WHAT THE TASK ASKS:
Every entry below should be printed exactly.

----- THE RECORDS -----

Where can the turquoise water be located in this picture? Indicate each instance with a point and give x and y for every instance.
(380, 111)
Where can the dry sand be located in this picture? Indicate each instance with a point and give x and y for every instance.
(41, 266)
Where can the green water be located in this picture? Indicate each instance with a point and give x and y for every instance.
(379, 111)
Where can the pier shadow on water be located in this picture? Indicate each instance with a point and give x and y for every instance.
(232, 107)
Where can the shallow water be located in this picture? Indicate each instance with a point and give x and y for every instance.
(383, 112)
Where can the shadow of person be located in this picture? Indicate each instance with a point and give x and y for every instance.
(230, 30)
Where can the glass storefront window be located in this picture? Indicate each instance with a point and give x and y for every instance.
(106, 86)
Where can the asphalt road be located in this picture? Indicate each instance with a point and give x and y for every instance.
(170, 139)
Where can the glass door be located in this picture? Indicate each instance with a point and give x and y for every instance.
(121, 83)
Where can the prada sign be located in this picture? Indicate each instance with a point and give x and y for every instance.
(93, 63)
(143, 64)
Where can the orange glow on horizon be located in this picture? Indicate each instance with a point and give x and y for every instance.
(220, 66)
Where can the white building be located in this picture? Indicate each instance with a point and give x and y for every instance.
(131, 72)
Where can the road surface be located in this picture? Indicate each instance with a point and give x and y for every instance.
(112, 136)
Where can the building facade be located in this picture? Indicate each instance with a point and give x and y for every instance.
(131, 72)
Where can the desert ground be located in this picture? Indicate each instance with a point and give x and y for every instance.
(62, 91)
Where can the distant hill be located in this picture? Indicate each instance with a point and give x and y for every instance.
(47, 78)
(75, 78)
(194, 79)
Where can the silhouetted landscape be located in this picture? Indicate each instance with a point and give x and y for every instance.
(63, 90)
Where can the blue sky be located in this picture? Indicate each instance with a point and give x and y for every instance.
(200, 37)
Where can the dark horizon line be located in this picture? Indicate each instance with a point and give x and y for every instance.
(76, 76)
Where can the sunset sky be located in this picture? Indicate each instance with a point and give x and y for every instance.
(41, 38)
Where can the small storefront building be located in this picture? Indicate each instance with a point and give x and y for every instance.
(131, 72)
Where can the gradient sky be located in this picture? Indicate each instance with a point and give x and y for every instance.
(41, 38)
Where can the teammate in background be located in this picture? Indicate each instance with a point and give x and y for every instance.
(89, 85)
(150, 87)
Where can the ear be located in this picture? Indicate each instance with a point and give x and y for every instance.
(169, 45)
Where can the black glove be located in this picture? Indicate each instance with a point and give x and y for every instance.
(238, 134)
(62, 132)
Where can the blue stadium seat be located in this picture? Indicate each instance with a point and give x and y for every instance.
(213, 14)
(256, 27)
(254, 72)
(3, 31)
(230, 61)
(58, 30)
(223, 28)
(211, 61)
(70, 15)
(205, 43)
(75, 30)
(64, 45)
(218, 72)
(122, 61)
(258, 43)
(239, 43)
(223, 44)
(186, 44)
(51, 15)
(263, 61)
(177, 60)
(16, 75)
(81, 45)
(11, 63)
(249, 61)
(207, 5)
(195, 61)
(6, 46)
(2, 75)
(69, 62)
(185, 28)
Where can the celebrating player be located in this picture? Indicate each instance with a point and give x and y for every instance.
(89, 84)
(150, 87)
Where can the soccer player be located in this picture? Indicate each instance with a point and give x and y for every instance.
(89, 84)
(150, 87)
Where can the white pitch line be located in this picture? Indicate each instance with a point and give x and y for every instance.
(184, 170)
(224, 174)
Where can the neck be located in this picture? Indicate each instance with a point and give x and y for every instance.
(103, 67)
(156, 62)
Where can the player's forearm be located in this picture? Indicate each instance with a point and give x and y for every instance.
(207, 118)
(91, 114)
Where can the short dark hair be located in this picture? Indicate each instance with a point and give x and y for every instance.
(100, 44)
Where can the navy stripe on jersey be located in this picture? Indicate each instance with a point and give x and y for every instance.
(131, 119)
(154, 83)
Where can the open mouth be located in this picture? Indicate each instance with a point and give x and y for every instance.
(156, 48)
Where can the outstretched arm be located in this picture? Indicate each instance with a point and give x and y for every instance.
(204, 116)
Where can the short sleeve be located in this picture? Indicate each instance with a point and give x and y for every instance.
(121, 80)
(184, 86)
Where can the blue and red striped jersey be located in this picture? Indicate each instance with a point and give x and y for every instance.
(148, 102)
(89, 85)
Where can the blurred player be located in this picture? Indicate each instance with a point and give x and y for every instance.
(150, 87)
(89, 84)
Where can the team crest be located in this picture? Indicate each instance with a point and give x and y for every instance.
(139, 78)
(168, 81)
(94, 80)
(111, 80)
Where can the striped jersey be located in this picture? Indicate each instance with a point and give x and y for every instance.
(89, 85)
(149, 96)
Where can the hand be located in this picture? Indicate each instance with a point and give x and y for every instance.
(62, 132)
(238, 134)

-----

OUTPUT OF THE EXERCISE:
Where can the turquoise water be located in this picture? Indicate each instance with a point and give x and y for every instance.
(380, 111)
Where can the dry sand be located in this picture? Indicate each instance with a point and give x and y for every instance.
(41, 266)
Where can the green water be located in this picture? Indicate each instance with a point and give x and y for every instance.
(379, 111)
Where can the pier shadow on water be located in this picture? Indicate each instance with a point and give x and y for every instance.
(232, 107)
Where can the shallow water be located in this picture? Indicate each instance with a point and give x and y for every instance.
(383, 112)
Where can the shadow of person be located in this picture? Indicate each instance with a point and give x and y for every instance.
(230, 30)
Where can the glass storefront window be located in this picture? Indicate each instance with a point and give x and y for every instance.
(106, 86)
Where can the asphalt road be located in this picture? Indicate each instance with a point and give x and y for every instance.
(170, 139)
Where can the glass door be located in this picture? Indicate each instance with a point and give x and y for every instance.
(121, 83)
Where can the prada sign be located in this picture? Indicate each instance with a point and give x and y for every instance.
(93, 63)
(143, 64)
Where can the orange glow on horizon be located in this picture? Indicate each instance with a point and give x and y for every instance.
(220, 66)
Where can the white building be located in this picture? Indicate each instance with a point and give x and y for every instance.
(131, 72)
Where can the road surface be located in this picture? Indicate each instance with a point and give x and y for every instance.
(112, 136)
Where can the building facade be located in this picture? Indicate each instance with a point and give x and y for every instance.
(131, 72)
Where can the desert ground be located in this picture? Indicate each instance with a point and give x and y for every instance.
(62, 91)
Where can the distant hill be located in this picture? Indicate each instance with a point and give x and y for every instance.
(47, 78)
(75, 78)
(194, 79)
Where can the silhouetted landscape be located in this picture? Indicate each instance with a point and give x and y for every instance.
(63, 90)
Where can the blue sky be located in this picture? Indicate each instance with a point and give x and y for every instance.
(200, 37)
Where can the dark horizon line be located in this picture? Indicate each instance with a point and give x and y for every instance.
(76, 76)
Where can the sunset sky be located in this picture? Indicate each instance with a point and give x and y for every instance.
(41, 38)
Where can the small storefront building be located in this picture? Indicate each instance with a point and give x and y for every instance.
(131, 72)
Where can the gradient sky be located in this picture? Indicate each instance with a point and give x and y for every instance.
(41, 38)
Where can the teammate in background be located in this picture? Indicate each instance with a point and give x and y for every instance.
(89, 85)
(150, 87)
Where can the ear be located in this picture? Indicate each instance with a point and give x and y for every instance.
(169, 45)
Where can the black glove be located in this picture? Indicate each instance with a point and give x and y for every instance.
(238, 134)
(62, 132)
Where can the blue stadium seat be located in this picture? Indicate each instance with a point and give x and y for every instance.
(213, 14)
(256, 27)
(254, 72)
(3, 31)
(230, 61)
(58, 30)
(223, 28)
(211, 61)
(70, 15)
(205, 43)
(75, 30)
(64, 45)
(218, 72)
(122, 61)
(258, 43)
(239, 43)
(223, 44)
(186, 44)
(51, 15)
(263, 61)
(177, 60)
(16, 75)
(81, 45)
(11, 63)
(249, 61)
(207, 5)
(195, 61)
(6, 46)
(2, 75)
(69, 62)
(185, 28)
Where can the celebrating player be located in this picture? Indicate each instance with a point and give x and y for every instance.
(89, 84)
(150, 87)
Where can the soccer player be located in this picture? Indicate each instance with a point and give x and y for every instance.
(89, 84)
(150, 87)
Where can the white pitch line be located in this picture? Indicate each instance with a point and give x and y for every instance.
(184, 170)
(224, 174)
Where can the neck be located in this picture? Indicate each instance with a point and give x and y for every instance.
(103, 67)
(156, 62)
Where can the player's forearm be located in this picture? Indicate each instance with a point and give x and y for every instance.
(207, 118)
(91, 114)
Where can the short dark hair be located in this picture? Indicate each instance with a point and give x and y for every instance.
(100, 44)
Where can the navy stripe on jersey be located in this picture? Indicate each instance with a point and give x and y for every instance.
(131, 119)
(154, 83)
Where can the open mouth be located in this picture? Indicate each instance with a point and give x and y for every instance.
(156, 48)
Where can the outstretched arm be located in this picture? Indicate each instance with a point and give x and y for every instance.
(204, 116)
Where can the short sleeve be located in this picture? Indicate each instance with a point and give x and y for every instance.
(121, 80)
(184, 86)
Where can the blue and red striped jersey be located in this picture? Indicate each instance with a point and give x and y for every instance.
(148, 102)
(89, 85)
Where can the blurred player be located in this picture? Indicate each instance with a point and give x and y for every instance.
(150, 87)
(89, 84)
Where can the team crest be located in this picture? Indicate each instance with a point and give x and y for every instance.
(139, 78)
(168, 81)
(94, 80)
(111, 80)
Where can the striped jersey be located in this picture? Indicate each instance with a point and give x and y for every instance.
(89, 85)
(149, 96)
Where can the hand be located in this picture? Indicate each instance with a point and give x and y for every instance.
(62, 132)
(238, 134)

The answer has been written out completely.